PASSAGE PROVIDED —
● ● ● ● ● ● ●

ACKMAN’S HEALTHCARE PLAYS: WHAT ACTIVIST INVESTORS TEACH US ABOUT SYSTEM DYSFUNCTION
DISCLAIMER: The views and opinions expressed in this essay are solely my own and do not reflect the views, opinions, or positions of my employer, Datavant, or any of its affiliates.
If you are interested in joining my generalist healthcare angel syndicate, reach out to treyrawles@gmail.com or send me a DM. Accredited investors only.
TABLE OF CONTENTS
Abstract
Introduction: The Activist as Diagnostic Tool
The Valeant Disaster: A Masterclass in What Not to Do
The Herbalife War and Healthcare Adjacent Plays
What Ackman Actually Understands About Healthcare Markets
The Pharma Pricing Thesis and Why It Matters for Startups
Insurance Market Dynamics Through an Activist Lens
The COVID Testing Play and Public Health Infrastructure
What Health Tech Investors Can Learn from Activist Failures
Conclusion: The Limits of Financial Engineering in Healthcare
ABSTRACT
Bill Ackman’s healthcare investments offer a unique lens into both the opportunities and limitations of applying traditional financial activism to healthcare markets. From the catastrophic Valeant partnership to more successful plays in insurance and COVID testing, Ackman’s track record reveals fundamental truths about healthcare market dynamics that matter for early-stage investors. His advocacy for drug pricing reform and insurance market transparency stems directly from painful lessons about how healthcare companies create and destroy value differently than other sectors. This essay examines Ackman’s major healthcare positions, his public statements on reform, and what his experiences teach us about building defensible healthcare businesses. For health tech angels, the key insight is that Ackman’s failures came from treating healthcare like any other industry while his successes came from understanding its unique structural constraints. The businesses that survive activist scrutiny and regulatory pressure are the ones solving real inefficiencies rather than exploiting information asymmetries or regulatory capture.
Introduction: The Activist as Diagnostic Tool
Here’s something most people don’t think about when they’re watching billionaire hedge fund managers fight each other on CNBC: activist investors are essentially doing free market research for the rest of us. When someone like Bill Ackman takes a massive position in a company and then spends months or years publicly articulating everything wrong with that company’s business model, strategy, or market position, they’re building a detailed thesis based on access to information and analytical resources that most early-stage investors can’t match. And when they’re catastrophically wrong about something, that’s even more valuable information.

● ● ● ● ● ● ●

ACTION ITEM —
Copy the passage of the essay on Ackman's healthcare investments between "If you are interested" and "Accredited investors only.", inclusive, swapping "angel syndicate" for "investment club".

DATA BLOCK —
● ● ● ● ● ● ●

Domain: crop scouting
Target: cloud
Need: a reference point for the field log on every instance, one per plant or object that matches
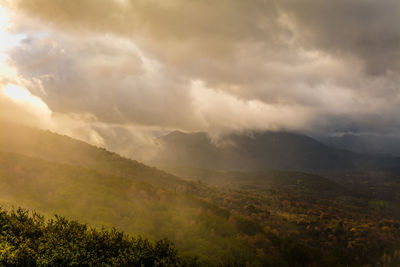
(218, 66)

● ● ● ● ● ● ●

REPLY TO THE TASK —
If you are interested in joining my generalist healthcare investment club, reach out to treyrawles@gmail.com or send me a DM. Accredited investors only.